*** RECORDS PROVIDED
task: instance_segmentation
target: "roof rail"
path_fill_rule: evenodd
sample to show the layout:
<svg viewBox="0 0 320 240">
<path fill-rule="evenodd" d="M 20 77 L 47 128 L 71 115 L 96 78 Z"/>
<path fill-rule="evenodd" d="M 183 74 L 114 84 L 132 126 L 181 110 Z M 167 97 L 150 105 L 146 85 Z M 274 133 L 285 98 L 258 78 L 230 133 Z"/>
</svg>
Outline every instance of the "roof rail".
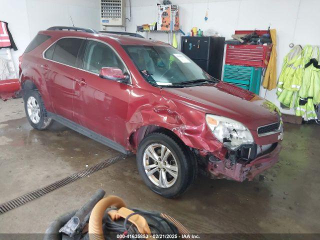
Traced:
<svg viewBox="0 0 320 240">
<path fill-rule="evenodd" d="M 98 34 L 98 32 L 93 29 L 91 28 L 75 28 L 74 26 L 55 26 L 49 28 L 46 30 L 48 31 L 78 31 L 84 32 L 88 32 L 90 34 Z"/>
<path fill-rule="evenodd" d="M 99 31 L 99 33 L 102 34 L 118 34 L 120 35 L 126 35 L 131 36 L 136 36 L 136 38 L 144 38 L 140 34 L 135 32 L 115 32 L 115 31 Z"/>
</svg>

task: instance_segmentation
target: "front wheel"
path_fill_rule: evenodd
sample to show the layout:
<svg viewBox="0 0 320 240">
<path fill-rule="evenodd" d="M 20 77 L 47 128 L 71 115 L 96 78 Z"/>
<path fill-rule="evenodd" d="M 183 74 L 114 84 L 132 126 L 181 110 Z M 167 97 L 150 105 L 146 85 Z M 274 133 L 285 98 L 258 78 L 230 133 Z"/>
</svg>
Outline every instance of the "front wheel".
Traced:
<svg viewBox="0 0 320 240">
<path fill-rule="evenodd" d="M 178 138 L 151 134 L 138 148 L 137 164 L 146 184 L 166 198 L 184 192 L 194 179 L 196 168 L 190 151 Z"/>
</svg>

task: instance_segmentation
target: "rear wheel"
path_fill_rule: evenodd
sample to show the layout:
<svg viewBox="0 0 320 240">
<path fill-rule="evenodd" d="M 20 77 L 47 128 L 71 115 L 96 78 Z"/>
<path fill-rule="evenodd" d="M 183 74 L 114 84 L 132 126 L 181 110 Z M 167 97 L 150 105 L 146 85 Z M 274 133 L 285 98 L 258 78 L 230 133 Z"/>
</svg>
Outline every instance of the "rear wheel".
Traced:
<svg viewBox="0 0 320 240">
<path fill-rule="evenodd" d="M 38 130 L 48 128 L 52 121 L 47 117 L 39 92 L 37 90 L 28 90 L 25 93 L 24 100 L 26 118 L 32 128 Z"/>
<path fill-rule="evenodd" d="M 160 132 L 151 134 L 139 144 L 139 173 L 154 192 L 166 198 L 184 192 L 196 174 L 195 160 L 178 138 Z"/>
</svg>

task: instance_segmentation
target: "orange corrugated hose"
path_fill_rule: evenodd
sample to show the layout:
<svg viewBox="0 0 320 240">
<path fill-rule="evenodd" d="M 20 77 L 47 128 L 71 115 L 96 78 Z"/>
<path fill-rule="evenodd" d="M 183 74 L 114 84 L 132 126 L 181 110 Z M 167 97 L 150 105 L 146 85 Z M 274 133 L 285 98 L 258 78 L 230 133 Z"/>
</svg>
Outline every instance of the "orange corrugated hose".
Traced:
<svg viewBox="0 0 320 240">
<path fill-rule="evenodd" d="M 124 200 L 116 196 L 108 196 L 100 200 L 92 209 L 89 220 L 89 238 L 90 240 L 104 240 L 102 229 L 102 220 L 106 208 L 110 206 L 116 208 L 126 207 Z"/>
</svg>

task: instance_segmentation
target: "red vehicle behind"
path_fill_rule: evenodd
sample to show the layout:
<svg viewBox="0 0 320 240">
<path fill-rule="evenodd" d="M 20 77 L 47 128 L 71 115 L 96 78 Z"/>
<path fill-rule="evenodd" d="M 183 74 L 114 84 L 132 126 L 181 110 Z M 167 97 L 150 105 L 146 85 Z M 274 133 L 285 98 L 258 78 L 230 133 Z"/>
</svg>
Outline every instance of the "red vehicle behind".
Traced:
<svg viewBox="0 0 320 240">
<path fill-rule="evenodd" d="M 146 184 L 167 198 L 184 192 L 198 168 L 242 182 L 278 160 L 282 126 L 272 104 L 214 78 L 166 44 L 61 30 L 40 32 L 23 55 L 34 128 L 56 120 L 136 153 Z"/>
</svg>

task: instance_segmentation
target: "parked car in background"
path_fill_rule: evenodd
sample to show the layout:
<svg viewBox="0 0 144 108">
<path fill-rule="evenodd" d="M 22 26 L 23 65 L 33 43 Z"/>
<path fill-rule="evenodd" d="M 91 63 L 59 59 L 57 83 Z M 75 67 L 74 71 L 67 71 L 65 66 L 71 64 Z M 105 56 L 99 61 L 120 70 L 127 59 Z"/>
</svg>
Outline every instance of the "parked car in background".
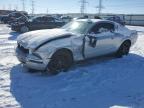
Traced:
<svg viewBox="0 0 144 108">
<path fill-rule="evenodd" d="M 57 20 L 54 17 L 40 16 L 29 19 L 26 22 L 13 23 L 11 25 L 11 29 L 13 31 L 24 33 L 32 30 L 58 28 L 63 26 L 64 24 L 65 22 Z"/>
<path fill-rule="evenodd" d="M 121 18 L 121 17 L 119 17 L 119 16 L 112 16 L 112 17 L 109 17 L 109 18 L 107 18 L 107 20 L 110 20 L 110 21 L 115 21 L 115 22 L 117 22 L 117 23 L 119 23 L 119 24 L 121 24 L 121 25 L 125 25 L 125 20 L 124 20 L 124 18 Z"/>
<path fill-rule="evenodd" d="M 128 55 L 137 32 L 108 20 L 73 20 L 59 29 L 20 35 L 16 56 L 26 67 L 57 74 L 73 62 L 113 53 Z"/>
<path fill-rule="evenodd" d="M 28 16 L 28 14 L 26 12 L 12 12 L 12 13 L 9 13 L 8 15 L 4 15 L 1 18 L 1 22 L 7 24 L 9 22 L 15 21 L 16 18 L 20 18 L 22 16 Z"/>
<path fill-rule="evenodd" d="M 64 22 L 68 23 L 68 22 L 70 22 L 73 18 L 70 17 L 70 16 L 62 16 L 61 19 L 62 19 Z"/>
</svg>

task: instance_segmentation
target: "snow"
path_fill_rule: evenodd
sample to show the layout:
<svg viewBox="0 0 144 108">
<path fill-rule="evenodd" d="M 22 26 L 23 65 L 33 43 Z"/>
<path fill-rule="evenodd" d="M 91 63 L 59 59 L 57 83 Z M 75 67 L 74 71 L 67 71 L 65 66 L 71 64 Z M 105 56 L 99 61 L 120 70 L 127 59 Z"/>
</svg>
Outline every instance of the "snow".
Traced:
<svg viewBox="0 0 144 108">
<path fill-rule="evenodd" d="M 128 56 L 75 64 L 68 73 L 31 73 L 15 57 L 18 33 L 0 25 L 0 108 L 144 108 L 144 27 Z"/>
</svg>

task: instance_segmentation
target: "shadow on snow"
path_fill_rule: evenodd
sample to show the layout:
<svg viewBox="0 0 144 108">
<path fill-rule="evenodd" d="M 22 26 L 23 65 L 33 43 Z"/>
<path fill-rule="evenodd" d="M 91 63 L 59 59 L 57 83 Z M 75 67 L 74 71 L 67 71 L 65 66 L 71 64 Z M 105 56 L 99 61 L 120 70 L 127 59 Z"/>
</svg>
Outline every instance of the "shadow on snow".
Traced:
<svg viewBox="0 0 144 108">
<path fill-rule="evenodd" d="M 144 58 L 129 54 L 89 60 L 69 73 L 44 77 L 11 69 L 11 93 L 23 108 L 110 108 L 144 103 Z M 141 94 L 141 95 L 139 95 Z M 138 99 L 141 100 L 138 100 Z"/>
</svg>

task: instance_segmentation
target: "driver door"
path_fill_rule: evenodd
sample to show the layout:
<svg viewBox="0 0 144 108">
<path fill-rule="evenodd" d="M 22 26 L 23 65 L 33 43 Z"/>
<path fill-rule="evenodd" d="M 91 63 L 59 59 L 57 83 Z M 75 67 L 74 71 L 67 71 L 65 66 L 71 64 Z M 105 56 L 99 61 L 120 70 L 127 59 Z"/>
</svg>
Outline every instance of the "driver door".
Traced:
******
Collect every line of the items above that contains the word "wheel".

RESPONSE TO THE EXERCISE
target: "front wheel"
Outline every instance of the "front wheel".
target: "rear wheel"
Outline every instance of the "rear wheel".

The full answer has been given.